— START —

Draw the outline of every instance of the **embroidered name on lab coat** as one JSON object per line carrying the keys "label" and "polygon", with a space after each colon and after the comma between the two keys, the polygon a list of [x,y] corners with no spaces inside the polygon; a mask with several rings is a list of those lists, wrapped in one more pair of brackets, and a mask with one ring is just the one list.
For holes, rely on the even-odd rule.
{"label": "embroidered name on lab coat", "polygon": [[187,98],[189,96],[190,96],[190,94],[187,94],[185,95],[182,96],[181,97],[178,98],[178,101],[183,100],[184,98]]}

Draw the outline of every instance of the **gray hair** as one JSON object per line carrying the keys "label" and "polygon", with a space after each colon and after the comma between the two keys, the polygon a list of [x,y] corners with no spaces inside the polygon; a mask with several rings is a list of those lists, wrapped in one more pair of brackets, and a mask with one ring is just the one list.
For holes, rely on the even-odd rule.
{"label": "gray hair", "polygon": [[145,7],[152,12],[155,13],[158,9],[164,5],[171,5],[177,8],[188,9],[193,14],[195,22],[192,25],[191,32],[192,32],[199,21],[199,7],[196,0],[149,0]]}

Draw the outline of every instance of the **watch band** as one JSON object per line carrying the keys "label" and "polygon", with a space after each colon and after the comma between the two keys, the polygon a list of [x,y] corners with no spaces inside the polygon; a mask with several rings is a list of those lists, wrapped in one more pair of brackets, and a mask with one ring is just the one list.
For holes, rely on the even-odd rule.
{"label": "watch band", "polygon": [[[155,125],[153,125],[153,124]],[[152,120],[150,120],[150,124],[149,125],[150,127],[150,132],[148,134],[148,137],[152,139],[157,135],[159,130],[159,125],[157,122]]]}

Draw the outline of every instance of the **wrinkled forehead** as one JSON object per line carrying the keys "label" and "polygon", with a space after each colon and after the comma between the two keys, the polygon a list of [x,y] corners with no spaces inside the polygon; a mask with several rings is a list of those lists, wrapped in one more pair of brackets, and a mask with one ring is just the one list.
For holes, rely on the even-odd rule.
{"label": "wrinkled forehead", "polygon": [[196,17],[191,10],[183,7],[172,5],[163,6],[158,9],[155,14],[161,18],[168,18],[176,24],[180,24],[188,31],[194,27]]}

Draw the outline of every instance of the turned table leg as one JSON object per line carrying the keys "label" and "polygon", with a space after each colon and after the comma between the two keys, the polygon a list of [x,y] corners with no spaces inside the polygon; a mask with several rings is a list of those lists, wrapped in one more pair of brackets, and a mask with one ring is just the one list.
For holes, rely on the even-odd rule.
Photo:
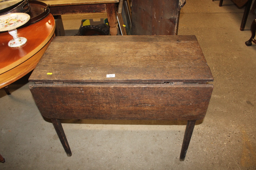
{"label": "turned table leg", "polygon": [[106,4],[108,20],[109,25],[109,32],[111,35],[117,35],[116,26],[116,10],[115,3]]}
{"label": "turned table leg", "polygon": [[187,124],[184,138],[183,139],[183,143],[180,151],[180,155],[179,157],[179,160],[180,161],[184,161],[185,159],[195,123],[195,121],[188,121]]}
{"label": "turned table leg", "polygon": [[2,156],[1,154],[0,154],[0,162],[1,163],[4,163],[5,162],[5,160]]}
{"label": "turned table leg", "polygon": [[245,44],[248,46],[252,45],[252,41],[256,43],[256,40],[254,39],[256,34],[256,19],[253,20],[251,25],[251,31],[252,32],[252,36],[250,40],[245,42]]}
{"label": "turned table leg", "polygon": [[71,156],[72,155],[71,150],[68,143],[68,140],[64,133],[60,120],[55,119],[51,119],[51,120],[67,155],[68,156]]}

— END —

> [Problem to work on] Find every line in the items above that contains the word "band", and copy each such line.

> [The reply]
Draw the outline of every instance of the **watch band** as one JSON object per line carrying the keys "label" and "polygon", with a space after each colon and after the comma between the two keys, the polygon a list of [x,y] corners with no spaces inside the polygon; a mask with several rings is a list of those lists, wrapped in one more pair of brackets, and a mask with one ring is just the one list.
{"label": "watch band", "polygon": [[[155,125],[153,125],[153,124]],[[152,120],[150,120],[150,124],[149,125],[150,127],[150,132],[148,134],[148,137],[152,139],[157,135],[159,130],[159,125],[157,122]]]}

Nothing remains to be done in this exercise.